**Text passage**
-=-=-

Think about it—you've only got a handful of A100s. Are you really going to pre-train a 65B model from scratch?

I followed the crowd at first, too. I thought Early Fusion was the true path—concatenate image patch tokens and text tokens at the input layer, process everything through a unified transformer. Sounds beautiful, right? But let me tell you about two real problems:

First, you have to pre-train the entire set of parameters from scratch. A 65B model from the ground up? Have you actually done the math on that bill? I did. Then I silently closed that browser tab.

Second, you're trying to fuse representations from vision and language domains that haven't even been aligned yet. The model struggles like crazy. Come on—making a toddler run a marathon? That's just unreasonable.

So I went back to basics and switched to Late Fusion: CLIP-ViT as the vision encoder, a simple MLP projection layer in between, and then the LLM. Simple and effective. LLaVA and Qwen-VL both do it this way, don't they?

-=-=-

**Supplied records**
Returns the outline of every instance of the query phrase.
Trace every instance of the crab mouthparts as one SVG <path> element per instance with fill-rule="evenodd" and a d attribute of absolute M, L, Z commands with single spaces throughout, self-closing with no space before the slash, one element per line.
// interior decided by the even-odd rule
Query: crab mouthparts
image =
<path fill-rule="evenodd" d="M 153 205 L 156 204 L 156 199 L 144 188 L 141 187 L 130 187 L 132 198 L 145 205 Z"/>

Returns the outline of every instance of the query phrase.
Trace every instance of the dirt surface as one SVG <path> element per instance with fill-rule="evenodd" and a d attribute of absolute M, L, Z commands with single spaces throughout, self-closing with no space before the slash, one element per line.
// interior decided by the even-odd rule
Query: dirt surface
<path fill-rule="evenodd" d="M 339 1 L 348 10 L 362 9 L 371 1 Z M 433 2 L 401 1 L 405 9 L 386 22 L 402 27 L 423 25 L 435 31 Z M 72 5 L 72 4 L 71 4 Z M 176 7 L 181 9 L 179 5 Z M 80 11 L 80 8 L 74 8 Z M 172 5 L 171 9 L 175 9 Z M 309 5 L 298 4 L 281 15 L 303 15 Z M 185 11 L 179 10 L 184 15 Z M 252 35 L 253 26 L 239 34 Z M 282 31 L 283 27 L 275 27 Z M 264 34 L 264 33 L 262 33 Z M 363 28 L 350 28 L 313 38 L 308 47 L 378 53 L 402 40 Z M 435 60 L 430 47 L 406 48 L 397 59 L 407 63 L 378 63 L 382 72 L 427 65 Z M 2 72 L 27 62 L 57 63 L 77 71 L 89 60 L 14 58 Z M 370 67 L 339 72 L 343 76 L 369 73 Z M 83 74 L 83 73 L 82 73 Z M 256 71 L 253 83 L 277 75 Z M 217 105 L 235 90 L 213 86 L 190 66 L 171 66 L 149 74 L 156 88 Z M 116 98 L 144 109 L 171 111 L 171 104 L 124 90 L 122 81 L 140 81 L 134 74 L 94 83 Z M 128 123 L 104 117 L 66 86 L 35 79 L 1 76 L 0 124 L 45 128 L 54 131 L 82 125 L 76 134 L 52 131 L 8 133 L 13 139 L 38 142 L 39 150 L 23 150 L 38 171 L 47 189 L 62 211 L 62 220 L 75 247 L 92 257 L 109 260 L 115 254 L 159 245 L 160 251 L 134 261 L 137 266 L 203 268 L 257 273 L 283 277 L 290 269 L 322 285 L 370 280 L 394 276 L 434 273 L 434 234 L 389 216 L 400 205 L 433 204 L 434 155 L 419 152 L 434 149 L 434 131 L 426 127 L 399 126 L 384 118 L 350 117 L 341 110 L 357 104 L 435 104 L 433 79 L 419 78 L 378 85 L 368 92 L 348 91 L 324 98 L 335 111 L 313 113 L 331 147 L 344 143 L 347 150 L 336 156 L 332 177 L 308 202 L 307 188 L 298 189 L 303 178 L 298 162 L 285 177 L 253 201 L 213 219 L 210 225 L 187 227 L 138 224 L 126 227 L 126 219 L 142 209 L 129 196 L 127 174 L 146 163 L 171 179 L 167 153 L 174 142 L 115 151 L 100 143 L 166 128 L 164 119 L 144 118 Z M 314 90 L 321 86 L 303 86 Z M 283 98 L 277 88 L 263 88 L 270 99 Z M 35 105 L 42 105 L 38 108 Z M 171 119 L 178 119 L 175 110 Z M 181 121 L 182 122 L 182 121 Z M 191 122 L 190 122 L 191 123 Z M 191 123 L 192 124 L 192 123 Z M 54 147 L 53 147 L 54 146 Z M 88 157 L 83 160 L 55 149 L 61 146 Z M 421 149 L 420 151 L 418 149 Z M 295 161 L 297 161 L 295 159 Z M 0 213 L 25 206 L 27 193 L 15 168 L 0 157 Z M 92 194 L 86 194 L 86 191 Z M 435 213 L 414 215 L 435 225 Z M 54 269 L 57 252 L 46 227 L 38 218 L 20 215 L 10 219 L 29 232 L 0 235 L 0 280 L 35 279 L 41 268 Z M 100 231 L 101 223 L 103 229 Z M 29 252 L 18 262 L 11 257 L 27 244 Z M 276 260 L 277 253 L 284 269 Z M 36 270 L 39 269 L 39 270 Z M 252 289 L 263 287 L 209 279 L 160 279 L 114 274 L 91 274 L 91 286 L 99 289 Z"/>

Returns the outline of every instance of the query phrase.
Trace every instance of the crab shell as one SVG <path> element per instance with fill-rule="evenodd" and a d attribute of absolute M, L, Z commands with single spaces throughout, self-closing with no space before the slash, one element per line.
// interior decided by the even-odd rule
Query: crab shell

-=-=-

**Check your understanding**
**A.** In the passage on Early and Late Fusion, what three components make up the Late Fusion setup, in the order given?
**B.** Can you pick up the passage on Early and Late Fusion after its last sentence and carry it on in the same voice?
The items aren't needed for what follows.

**Your written answers**
**A.**
1. CLIP-ViT as the vision encoder
2. A simple MLP projection layer
3. The LLM

**B.**
As for the connector part, I've been through two iterations. First I used BLIP-2's Q-Former, which can compress 576 visual tokens down to 32—sounds like a big save on compute. But training? The gradient propagation was a wild roller coaster, and the loss would get stuck all the time. Frustrating, right?

Later I switched to LLaVA's linear MLP—just two layers, as simple as a grade-school assignment. And it worked. Training was as steady as an old ox pulling a cart, step by step. Some people say "576 tokens is too many, inference will be slow," but don't worry. Once you unfreeze the LLM during instruction fine-tuning, the LLM naturally sparsifies things through its own attention mechanism. The extra compute isn't really that big a deal.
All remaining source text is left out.